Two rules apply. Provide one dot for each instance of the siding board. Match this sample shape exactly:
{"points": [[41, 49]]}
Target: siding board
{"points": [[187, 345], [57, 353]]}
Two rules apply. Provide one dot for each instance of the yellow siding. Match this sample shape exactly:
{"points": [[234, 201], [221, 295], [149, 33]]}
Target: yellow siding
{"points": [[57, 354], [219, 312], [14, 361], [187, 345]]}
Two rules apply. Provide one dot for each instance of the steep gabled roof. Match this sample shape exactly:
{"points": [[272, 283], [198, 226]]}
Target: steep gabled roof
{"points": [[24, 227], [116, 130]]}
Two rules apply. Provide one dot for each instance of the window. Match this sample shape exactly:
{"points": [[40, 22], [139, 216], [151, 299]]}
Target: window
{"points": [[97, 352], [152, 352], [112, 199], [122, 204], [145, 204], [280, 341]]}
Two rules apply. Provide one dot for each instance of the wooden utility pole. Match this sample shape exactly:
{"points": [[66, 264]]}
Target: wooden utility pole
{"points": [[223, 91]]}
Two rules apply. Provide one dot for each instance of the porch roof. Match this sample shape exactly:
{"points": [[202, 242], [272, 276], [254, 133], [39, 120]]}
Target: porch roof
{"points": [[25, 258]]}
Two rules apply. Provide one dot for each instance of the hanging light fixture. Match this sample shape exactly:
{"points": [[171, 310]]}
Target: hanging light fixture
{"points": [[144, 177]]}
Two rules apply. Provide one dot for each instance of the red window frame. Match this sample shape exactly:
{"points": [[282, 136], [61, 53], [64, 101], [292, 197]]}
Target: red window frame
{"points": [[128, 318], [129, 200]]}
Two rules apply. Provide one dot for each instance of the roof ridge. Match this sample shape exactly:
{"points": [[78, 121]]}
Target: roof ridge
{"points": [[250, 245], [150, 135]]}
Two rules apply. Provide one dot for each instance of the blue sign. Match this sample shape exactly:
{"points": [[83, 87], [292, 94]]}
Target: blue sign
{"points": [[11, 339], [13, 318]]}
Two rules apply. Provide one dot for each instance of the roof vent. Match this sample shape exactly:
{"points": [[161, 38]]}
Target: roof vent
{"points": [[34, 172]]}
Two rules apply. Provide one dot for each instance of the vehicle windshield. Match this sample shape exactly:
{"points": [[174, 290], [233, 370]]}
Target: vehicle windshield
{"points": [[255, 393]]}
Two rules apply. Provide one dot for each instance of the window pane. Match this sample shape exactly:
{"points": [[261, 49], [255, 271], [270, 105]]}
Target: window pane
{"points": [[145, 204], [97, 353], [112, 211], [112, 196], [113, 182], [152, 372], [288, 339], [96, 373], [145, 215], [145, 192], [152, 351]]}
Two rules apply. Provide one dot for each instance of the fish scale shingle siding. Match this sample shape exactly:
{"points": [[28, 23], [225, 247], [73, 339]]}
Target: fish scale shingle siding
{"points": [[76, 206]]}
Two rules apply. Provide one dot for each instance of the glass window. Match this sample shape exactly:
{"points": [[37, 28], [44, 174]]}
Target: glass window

+++++

> [Task directions]:
Reproduce all of the data above verbatim, line for line, with nothing added or left out.

> [Answer to the exercise]:
Two rules apply. Provide one dot for each instance of the siding board. Match this sample shape exactly:
{"points": [[41, 49]]}
Target: siding board
{"points": [[187, 345], [57, 353]]}
Two rules apply. Provide one dot for each instance of the yellow siding. Match this sample shape exactly:
{"points": [[234, 201], [221, 295], [149, 33]]}
Target: yellow siding
{"points": [[57, 354], [219, 312], [14, 361], [187, 345]]}
Two rules apply. Provide one dot for each instance of the steep gabled roof. Match this sample shape exactly:
{"points": [[272, 283], [198, 226]]}
Target: steep gabled roof
{"points": [[24, 227], [116, 130]]}
Two rules apply. Provide one dot for each instance of the window. Match this sample shape exactly:
{"points": [[40, 22], [139, 216], [151, 299]]}
Target: window
{"points": [[97, 352], [152, 352], [112, 199], [122, 204], [145, 204], [280, 341]]}
Two rules apply. Provide one dot for each instance of the wooden utility pole. Match this sample shape exactly:
{"points": [[66, 264]]}
Target: wooden utility pole
{"points": [[223, 91]]}
Two rules apply. Provide one dot for each instance of the porch roof. Match this sample shape exactly:
{"points": [[202, 242], [272, 276], [254, 133], [39, 120]]}
Target: porch roof
{"points": [[25, 258]]}
Two rules apply. Provide one dot for each instance of the hanging light fixture. Match this sample shape exactly:
{"points": [[171, 310]]}
Target: hanging light fixture
{"points": [[144, 177]]}
Two rules apply. Provide one dot for each instance of the red window frame. Match this sample shape exactly:
{"points": [[282, 136], [61, 53], [64, 101], [292, 197]]}
Target: red window frame
{"points": [[128, 318], [129, 200]]}
Two rules apply. Provide one dot for each instance of the roof ridge. Match this sample shape exactly:
{"points": [[78, 121]]}
Target: roof ridge
{"points": [[250, 245], [150, 135]]}
Two rules apply. Provide one dot for each instance of the blue sign. Match this sample shape exactly:
{"points": [[83, 87], [292, 94]]}
Target: blue sign
{"points": [[11, 339], [13, 318]]}
Two rules apply. Provide one dot for each instance of the roof vent. Match this sample shape exactly:
{"points": [[161, 38]]}
Target: roof vent
{"points": [[34, 172]]}
Two rules apply. Provide one dot for each instance of the vehicle windshield. Match this sample shape exactly:
{"points": [[174, 290], [233, 370]]}
Target: vehicle windshield
{"points": [[255, 393]]}
Two rules apply. Provide one dot for each instance of the window pane. Match this sample shape exactly:
{"points": [[261, 49], [255, 271], [270, 105]]}
Target: window pane
{"points": [[145, 204], [97, 353], [112, 211], [112, 196], [113, 182], [152, 372], [288, 339], [96, 373], [145, 215], [145, 192], [152, 351]]}
Two rules apply. Provide one dot for each instance of the fish scale shingle siding. Match this sample shape exactly:
{"points": [[28, 23], [225, 247], [73, 339]]}
Target: fish scale shingle siding
{"points": [[76, 206]]}
Two rules apply. Provide one dot for each instance of the glass window. Match this sample shape exactly:
{"points": [[37, 28], [44, 174]]}
Target: glass window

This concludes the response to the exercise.